*** PROVIDED ENTRIES ***
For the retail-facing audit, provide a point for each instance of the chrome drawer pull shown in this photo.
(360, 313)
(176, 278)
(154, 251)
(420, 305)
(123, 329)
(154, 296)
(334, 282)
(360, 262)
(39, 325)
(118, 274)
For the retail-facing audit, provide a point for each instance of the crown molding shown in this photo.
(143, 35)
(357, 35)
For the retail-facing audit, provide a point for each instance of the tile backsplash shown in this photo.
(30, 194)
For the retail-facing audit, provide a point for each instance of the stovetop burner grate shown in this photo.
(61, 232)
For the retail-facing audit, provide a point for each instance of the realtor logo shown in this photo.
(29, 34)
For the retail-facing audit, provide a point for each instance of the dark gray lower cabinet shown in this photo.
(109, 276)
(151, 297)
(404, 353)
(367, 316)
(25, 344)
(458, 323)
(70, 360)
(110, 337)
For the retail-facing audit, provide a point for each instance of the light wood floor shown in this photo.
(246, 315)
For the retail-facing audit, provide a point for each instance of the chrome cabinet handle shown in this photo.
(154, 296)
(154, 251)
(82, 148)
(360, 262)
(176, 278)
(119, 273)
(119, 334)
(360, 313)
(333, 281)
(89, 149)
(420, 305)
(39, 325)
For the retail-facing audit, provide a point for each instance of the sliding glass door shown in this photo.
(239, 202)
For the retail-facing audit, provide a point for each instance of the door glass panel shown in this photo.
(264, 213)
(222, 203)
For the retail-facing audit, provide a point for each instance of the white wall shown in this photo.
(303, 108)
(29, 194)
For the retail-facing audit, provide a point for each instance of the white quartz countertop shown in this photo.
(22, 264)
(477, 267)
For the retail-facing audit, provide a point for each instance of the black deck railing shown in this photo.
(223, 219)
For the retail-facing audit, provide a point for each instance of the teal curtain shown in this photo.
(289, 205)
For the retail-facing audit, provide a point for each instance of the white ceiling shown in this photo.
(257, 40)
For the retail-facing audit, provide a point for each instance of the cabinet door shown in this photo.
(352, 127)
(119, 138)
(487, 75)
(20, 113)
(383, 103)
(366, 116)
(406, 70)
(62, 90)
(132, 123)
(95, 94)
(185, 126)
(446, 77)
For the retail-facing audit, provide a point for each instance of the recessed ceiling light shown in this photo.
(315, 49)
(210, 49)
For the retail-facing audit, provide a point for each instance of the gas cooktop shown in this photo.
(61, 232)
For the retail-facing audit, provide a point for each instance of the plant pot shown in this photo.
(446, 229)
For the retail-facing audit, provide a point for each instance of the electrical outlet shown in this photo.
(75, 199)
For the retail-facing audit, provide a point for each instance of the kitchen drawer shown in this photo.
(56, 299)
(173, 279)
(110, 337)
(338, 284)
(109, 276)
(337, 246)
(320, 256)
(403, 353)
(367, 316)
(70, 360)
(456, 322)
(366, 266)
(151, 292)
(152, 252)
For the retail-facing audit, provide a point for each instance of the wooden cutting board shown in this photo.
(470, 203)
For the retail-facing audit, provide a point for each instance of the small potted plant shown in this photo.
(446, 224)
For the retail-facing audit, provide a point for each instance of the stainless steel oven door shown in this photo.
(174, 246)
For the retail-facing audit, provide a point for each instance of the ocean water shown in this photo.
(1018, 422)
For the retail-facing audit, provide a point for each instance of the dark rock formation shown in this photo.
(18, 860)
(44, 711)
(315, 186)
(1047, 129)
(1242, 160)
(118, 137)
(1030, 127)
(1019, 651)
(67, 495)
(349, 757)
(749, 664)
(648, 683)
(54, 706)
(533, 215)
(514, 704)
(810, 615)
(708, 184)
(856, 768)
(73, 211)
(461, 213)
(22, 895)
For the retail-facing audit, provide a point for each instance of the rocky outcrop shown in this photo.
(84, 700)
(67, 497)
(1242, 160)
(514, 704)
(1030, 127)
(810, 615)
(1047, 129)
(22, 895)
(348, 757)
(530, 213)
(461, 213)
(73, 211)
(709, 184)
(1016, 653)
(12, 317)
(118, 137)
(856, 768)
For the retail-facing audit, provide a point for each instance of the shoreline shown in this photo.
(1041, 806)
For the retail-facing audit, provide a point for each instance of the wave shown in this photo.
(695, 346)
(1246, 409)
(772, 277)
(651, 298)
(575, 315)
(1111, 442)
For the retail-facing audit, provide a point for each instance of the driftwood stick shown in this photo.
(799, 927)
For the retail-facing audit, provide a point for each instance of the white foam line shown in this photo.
***
**ABOUT THIS TASK**
Give the data again. Keep every line identical.

**SOLUTION FOR THIS TASK**
For the retail-facing audit, provide a point for each instance of the chrome drawer pull shown in this photo.
(360, 313)
(176, 278)
(154, 251)
(420, 305)
(123, 329)
(154, 296)
(334, 282)
(360, 262)
(39, 325)
(118, 274)
For the retail-facing audit, provide a point for each instance of the crown molding shown in this photo.
(143, 35)
(357, 35)
For the retail-facing audit, provide a point for each instance of the tile backsplash shown in this photo.
(30, 194)
For the retail-facing audit, provide a point for each instance of the stovetop burner grate shown in this photo.
(61, 232)
For the retail-facing audit, provide a point for each instance of the realtor logo shown in this photo.
(29, 34)
For the retail-facing audit, provide a point for each instance of the dark gray lower cabinet shown in this photo.
(109, 276)
(151, 297)
(404, 353)
(367, 316)
(25, 344)
(458, 323)
(70, 360)
(110, 337)
For the retail-facing audit, provide a point for each instance of the light wood floor shown in this photo.
(246, 315)
For the retail-facing audit, provide a point for each instance of the chrome cabinet handle shown in this photo.
(154, 296)
(154, 251)
(82, 148)
(360, 262)
(176, 278)
(119, 273)
(119, 334)
(360, 313)
(333, 281)
(89, 149)
(420, 305)
(39, 325)
For the retail-facing audit, provide a point for each instance of the sliding glass door shown in this photo.
(239, 202)
For the retail-facing audit, provide a point for each instance of the door glass panel shown in this photo.
(264, 213)
(222, 203)
For the retail-facing audit, provide a point for each instance of the white wall shown in this photo.
(303, 108)
(29, 194)
For the retail-facing audit, provide a point for each instance of the white quartz countertop shown in this photo.
(22, 264)
(477, 267)
For the retail-facing audit, provide a point for each instance of the black deck railing shown in this photo.
(223, 219)
For the retail-facing audit, provide a point for each instance of the teal curtain shown in this photo.
(289, 205)
For the retail-facing audit, provide a point for each instance of the white ceiling shown in this photo.
(257, 40)
For the retail-facing audit, provide a point for each instance of the cabinet door shown in this photo.
(352, 127)
(119, 138)
(487, 75)
(20, 113)
(383, 103)
(366, 116)
(406, 70)
(62, 90)
(132, 123)
(95, 94)
(185, 126)
(446, 77)
For the retail-facing audit, provide a point for each instance of the recessed ceiling light shown in this photo.
(315, 49)
(210, 49)
For the retail-facing audit, provide a point for each instance of the gas cooktop shown in this photo.
(61, 232)
For the retail-facing audit, provide a point for each instance of the plant pot shown in this photo.
(446, 229)
For the retail-facing audit, provide a point for each instance of the electrical outlet shown in this photo.
(75, 199)
For the retail-facing audit, provide a point for each instance of the kitchen drawer shown in this photo.
(56, 299)
(173, 279)
(110, 337)
(338, 284)
(109, 276)
(337, 246)
(320, 256)
(403, 353)
(367, 316)
(70, 360)
(456, 322)
(366, 266)
(151, 292)
(152, 252)
For the retail-facing audit, provide a point for each instance of the wooden cutting board shown in this photo.
(470, 203)
For the retail-facing audit, provide a point for each instance of the small potted plant shown in this photo.
(446, 224)
For the retail-facing audit, provide a point for each instance of the stainless steel oven door shown in this photo.
(174, 246)
For the retail-facing audit, provide a point for each instance of the ocean water shown in this photo.
(1018, 422)
For the retail-facing audit, provide a point for each instance of the dark rock formation shown in this photo.
(18, 860)
(44, 711)
(315, 186)
(1047, 129)
(1242, 160)
(118, 137)
(1030, 127)
(1019, 651)
(67, 495)
(349, 757)
(749, 664)
(648, 683)
(54, 706)
(533, 215)
(514, 704)
(810, 615)
(708, 184)
(856, 768)
(73, 211)
(461, 213)
(22, 895)
For the retail-facing audit, provide a point for each instance of the rocky outcrop shown in this photo.
(84, 700)
(67, 497)
(1242, 160)
(514, 704)
(1030, 127)
(810, 615)
(1047, 129)
(22, 895)
(348, 757)
(530, 213)
(461, 213)
(73, 211)
(709, 184)
(1016, 653)
(12, 317)
(118, 137)
(856, 768)
For the retail-facing audit, provide a point for each instance of the shoreline shown in this photo.
(1041, 806)
For the retail-facing audit, provide a point for each instance of the wave shown in this photo.
(695, 346)
(1246, 409)
(772, 277)
(651, 298)
(575, 315)
(1111, 442)
For the retail-facing audit, provide a point for each instance of the driftwood stick shown in this photo.
(799, 927)
For the retail-facing audit, provide a point for each instance of the white foam line shown in this photo.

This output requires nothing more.